■ **WHAT NEEDS TO BE DONE**: Gather every line of the entries below that contains the word "image", and copy each of those lines out in full. Capitalization must match.

____

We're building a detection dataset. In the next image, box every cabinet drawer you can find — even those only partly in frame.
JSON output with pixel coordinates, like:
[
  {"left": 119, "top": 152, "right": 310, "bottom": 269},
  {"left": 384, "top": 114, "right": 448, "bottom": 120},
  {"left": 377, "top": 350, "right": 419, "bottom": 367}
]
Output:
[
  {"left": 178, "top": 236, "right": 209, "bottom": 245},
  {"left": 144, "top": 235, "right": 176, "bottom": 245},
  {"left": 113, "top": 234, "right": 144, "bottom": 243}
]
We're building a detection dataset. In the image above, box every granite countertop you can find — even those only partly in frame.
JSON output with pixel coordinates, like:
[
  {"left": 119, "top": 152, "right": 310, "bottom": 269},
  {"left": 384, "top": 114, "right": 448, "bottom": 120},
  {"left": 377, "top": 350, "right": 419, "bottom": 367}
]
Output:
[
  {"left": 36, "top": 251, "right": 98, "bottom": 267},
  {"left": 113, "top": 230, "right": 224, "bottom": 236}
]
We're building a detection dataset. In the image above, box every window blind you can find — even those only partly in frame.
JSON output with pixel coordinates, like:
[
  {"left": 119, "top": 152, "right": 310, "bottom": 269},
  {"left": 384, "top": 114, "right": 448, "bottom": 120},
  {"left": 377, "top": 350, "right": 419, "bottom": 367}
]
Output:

____

■ **TASK RESPONSE**:
We're building a detection dataset. In the next image, box every cabinet drawer you can find — even those only partly in frame.
We're building a detection dataset. In the image above, box every granite countertop you can find — even those only partly in frame.
We're building a detection dataset. In the image above, box every window blind you can find — even those only partly in frame.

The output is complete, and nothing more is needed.